TASK INSTRUCTIONS
1. Do these statements agree with the Matt Nathanson album review below? (a) Nathanson first set out to make an album about abandonment. (b) Adam Pallin, Amir Salen and Butch Walker produced the album. (c) "Mine" is the first track on the album. Answer yes or no for each, quoting the deciding words of the review.
2. Could you write the next part of the Matt Nathanson album review, continuing from its last sentence?

-- BEGIN READING PASSAGE --

For the last fifteen years Matt Nathanson had made a name for himself as a studious singer-songwriter whose albums have revealed shades of his struggles along with resilient and hopeful views of the world. Best known for his 2007 hit "Come on Get Higher", his recent output has consisted of a hybrid of pop, rock and folk. Cuts such as "Giants", "Headphones", "Bill Murray" and "Earthquake Weather" are reflective of his growth as a songwriter and his live shows are high-energy communal experiences where Nathanson shares winking witticisms and unfathomable sorrow with his audiences. You walk away feeling like you had a night out with friends where you reflected on love, laughter and loss, and yet you walk away feeling whole because his songs make you feel like you're not alone on this journey.

When Nathanson sat down to begin writing and recording his tenth studio album, he had grand plans to write an inspiring album tackling the state of the world, however, his psyche told a different story. Sings His Sad Heart is the album he's always been destined to make where he takes a deep look into the rearview mirror that doesn't just stretch back days, weeks or months but years and decades. Failed relationships have found a way to sneak up on him and he mined these memories into ten perfect and unified songs about abandonment.

From a production standpoint, Nathanson pushes himself and elevates his material in the process with inventive arrangements, lush harmonies, inherent rhythm and guitar licks that are sexy and seductive. His acoustic guitar is the foundation of the album and he adds to it with an eclectic blend of instruments colored in by producers Adam Pallin, Amir Salen and Butch Walker who helped Nathanson decorate the distress, ache, sleepless nights and the gut wrenching aftermath of a break-up. Each listen will reap new rewards as the production team delicately constructed the album evoking feelings of nostalgia.

Nathanson is more emotionally raw here than he has ever been before, which is saying something since his 2007 album Some Mad Hope found him at the edges of an abyss. Sings His Sad Heart is fraught with ghosts, with Nathanson painting pictures of lost souls drifting from despair to anguish trying to make sense of what went wrong. "Mine" opens the album with a galloping rhythm track of hand claps while he reminisces about the way the world looked differently when love was in full bloom. On "Way Way Back" he distills fifty-years of influences with its do-do-do chorus and backing vocals with hues of sixties soul on a love letter to a former flame who has found someone else who makes his case for why "No one else gonna love you like that". He takes to obsessiveness the way Lloyd Dobler pined and pursued Diane Court. "Different Beds" features Memphis-soul guitar that drenches the song in melancholy with protracting images that bring the narrator to terms in the here and now ("sometimes the things you love, don't love you back"). "Best Drugs" is a reflection of relationships that soured with a distillation of rhythm, blues, folk, rock, soul and hip-hop grooves.

-- END READING PASSAGE --
-- BEGIN DATA ENTRIES --

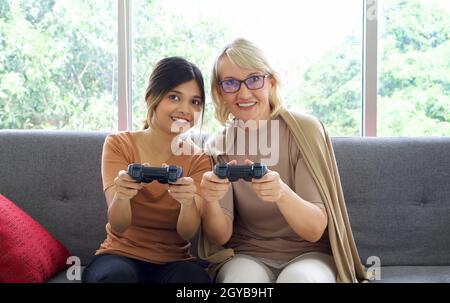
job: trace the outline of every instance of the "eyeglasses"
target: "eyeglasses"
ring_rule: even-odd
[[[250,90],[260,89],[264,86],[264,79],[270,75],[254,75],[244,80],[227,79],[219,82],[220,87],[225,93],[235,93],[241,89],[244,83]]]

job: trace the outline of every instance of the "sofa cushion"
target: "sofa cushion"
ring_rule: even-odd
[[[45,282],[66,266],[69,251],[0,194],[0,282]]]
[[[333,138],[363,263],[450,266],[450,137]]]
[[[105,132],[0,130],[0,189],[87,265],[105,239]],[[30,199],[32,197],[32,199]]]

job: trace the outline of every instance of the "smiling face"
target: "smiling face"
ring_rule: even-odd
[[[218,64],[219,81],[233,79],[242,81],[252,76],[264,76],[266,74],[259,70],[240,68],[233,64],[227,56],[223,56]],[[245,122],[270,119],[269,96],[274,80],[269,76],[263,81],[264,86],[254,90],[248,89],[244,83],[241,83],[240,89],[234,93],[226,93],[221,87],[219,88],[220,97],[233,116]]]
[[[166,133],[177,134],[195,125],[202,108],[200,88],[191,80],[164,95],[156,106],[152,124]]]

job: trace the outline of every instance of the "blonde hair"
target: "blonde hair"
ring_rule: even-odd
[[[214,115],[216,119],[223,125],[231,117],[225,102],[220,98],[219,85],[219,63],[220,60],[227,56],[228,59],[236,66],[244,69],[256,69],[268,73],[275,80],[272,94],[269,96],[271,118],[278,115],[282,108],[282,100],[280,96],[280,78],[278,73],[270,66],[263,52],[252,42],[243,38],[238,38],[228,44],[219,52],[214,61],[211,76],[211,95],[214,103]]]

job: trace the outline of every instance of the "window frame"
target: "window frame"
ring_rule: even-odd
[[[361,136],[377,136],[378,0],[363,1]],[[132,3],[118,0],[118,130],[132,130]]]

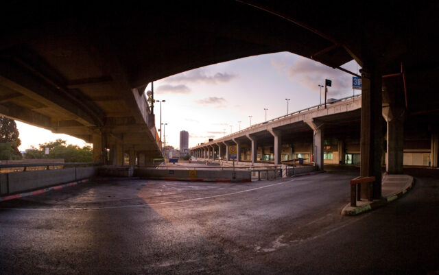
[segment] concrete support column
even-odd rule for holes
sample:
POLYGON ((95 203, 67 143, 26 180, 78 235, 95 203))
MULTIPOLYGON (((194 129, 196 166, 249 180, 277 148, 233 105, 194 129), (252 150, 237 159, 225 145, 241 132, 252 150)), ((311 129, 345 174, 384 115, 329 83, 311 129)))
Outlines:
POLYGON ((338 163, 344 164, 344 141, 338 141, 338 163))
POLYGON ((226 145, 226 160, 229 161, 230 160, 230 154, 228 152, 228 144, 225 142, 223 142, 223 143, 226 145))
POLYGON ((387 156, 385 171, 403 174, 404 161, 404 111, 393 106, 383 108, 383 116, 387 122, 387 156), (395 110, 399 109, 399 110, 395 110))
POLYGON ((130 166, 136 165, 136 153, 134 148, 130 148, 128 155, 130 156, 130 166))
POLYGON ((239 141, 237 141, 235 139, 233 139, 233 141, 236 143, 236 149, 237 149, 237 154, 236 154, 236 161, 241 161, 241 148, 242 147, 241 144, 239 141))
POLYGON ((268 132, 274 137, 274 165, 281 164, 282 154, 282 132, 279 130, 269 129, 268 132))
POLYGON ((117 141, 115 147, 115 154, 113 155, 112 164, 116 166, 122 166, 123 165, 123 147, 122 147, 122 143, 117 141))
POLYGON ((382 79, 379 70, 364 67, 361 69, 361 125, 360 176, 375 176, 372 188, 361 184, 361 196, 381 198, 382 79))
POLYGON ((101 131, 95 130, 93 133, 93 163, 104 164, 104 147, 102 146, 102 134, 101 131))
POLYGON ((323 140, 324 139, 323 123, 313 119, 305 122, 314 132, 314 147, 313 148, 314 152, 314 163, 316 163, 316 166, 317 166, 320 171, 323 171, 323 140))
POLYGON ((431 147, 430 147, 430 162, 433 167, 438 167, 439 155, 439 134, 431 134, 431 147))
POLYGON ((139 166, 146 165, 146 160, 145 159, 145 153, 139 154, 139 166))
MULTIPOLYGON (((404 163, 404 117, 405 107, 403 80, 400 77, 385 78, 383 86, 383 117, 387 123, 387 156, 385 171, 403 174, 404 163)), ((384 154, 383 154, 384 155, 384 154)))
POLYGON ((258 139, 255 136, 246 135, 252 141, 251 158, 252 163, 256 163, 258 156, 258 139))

-- END DATA ENTRIES --
-- BEGIN DATA ENTRIES --

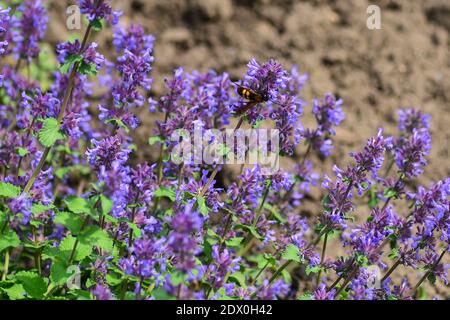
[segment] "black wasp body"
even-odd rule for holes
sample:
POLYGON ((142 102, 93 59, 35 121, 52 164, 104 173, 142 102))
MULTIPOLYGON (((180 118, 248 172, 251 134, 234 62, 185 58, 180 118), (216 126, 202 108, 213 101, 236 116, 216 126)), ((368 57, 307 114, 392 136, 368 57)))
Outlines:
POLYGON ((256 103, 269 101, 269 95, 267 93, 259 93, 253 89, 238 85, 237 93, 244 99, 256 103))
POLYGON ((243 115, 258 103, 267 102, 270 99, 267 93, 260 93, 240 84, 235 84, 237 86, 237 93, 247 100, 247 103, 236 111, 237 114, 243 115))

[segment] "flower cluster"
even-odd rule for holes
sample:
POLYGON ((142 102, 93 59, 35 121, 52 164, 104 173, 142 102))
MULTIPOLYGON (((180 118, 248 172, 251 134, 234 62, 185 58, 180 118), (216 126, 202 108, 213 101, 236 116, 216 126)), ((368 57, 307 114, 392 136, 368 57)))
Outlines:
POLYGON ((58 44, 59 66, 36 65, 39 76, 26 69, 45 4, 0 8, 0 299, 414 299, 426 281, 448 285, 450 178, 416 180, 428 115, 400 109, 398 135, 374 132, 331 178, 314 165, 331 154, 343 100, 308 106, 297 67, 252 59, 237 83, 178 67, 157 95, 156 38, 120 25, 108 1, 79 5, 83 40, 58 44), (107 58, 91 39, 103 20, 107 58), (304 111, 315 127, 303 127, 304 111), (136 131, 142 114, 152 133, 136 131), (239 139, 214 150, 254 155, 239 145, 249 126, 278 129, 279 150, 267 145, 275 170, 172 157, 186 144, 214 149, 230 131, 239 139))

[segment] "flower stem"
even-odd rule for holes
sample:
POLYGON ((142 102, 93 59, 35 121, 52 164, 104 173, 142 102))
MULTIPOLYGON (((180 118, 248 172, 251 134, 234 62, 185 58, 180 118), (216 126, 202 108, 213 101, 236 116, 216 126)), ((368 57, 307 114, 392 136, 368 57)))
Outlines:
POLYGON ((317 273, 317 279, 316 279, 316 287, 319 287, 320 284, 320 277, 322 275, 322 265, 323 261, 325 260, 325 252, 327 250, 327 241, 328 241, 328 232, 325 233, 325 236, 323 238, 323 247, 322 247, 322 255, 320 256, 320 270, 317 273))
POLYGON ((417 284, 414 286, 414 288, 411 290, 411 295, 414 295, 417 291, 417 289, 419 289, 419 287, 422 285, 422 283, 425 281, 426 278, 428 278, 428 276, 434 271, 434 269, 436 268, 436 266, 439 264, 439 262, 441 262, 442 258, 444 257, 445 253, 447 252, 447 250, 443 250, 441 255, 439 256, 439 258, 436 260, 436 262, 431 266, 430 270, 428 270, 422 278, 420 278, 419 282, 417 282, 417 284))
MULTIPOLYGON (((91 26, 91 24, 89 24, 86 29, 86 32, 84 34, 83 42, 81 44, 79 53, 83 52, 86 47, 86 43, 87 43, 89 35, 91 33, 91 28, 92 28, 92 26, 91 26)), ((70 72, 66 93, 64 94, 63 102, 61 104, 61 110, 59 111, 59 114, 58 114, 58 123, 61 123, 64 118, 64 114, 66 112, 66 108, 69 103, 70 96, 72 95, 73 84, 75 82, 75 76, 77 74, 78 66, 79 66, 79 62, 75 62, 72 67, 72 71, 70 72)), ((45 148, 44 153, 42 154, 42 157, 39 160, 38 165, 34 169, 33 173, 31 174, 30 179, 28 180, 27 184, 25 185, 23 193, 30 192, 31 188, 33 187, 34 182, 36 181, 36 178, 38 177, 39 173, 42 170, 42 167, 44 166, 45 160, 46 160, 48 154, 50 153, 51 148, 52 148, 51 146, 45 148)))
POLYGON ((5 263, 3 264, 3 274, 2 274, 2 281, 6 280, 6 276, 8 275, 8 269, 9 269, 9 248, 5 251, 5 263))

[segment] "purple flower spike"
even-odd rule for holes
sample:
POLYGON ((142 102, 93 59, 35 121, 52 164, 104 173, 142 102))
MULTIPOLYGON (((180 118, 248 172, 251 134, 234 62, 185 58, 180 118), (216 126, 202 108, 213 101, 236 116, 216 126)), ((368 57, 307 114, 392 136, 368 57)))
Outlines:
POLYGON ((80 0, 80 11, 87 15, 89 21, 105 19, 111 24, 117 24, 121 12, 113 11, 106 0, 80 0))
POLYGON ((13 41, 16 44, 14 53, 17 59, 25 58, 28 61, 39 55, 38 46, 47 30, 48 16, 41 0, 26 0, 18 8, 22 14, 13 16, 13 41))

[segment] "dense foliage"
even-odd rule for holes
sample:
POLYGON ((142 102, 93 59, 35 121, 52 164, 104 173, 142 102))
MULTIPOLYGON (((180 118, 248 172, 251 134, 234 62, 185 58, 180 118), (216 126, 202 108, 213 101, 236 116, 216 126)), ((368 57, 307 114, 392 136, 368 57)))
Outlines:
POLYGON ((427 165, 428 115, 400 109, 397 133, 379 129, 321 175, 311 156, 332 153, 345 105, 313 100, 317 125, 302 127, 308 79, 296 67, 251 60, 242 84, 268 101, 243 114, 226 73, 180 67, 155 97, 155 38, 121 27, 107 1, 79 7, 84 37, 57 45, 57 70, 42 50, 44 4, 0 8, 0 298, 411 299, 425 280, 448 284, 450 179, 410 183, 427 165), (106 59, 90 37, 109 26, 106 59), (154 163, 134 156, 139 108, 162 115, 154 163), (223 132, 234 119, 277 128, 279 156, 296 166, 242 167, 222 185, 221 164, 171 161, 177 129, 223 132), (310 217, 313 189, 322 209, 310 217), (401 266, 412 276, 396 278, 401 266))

-- END DATA ENTRIES --

ANSWERS PROVIDED
1.
(a) No: "he had grand plans to write an inspiring album tackling the state of the world, however, his psyche told a different story."
(b) Yes: "colored in by producers Adam Pallin, Amir Salen and Butch Walker"
(c) Yes: "\"Mine\" opens the album with a galloping rhythm track of hand claps"

2.
The way he adorns memories on "Used To Be" will haunt you. Every moment of our life is about forward motion from the life cycle of birth-to-death, to the clock at sporting events to the milestones that define our lives. What no one will ever admit is our obsession with the past. It's an invitation to remind one of a love that once was ("If you're having trouble baby to holding onto memories, I've a king sized bed and a PHD in the way it used to be"). The rhythm could be a metaphor for the inner turmoil we put our bodies through trying to reconcile these pains while his vocals shift from subdued to dramatic as he works through his memories on the albums most integral song. The ghosts come into full focus on "Back Together" where he's piecing himself back together as he sings "I've been holding on to everything /With arms above, I'm balancing" allowing himself to let go of those who inhabit the rearview mirror. The chorus is one of internal optimism and resolution with an eye on the future with potentially the best lyric on the album, "Everybody wants to know they matter".

On "Long Distance Runner" the past is never just the past. You walk down the same streets, visit the same parks, restaurants, bars and dive diners in the hopes of recapturing the feeling you had even if it is for a few fleeting seconds ("The past is a long distance runner"). "Gimme Your Love" breathes with epic intensity and shades of Motown where he's handicapped from moving onward and fearful of what the future holds. You settle for a love that once was because it's all you know. When you think life is set to start and begin, the rug is pulled out from underneath you. Nathanson sounds defeated, lost and abject on the album's penultimate song "Let You Go" which is layered beautifully allowing his vocal vulnerability to shine through. There's meaning out there, he's searching for it, but none of it translates into bliss. He's lost at sea without the coziness of a companion. Once one experiences love, there's no going back and that is why the ending of relationships are so calamitous. The grief is palpable, believable and all too close to home. Nathanson dials up rhythmic beats and channels Link Wray riffs that are wrist-whipped on the album's closer, "Sadness". The chorus is about turning the page and having someone guide you through that darkness. We need voices to make sense of the confusion and when the album ends, it takes you to the right place where you mentally step forward into tomorrow.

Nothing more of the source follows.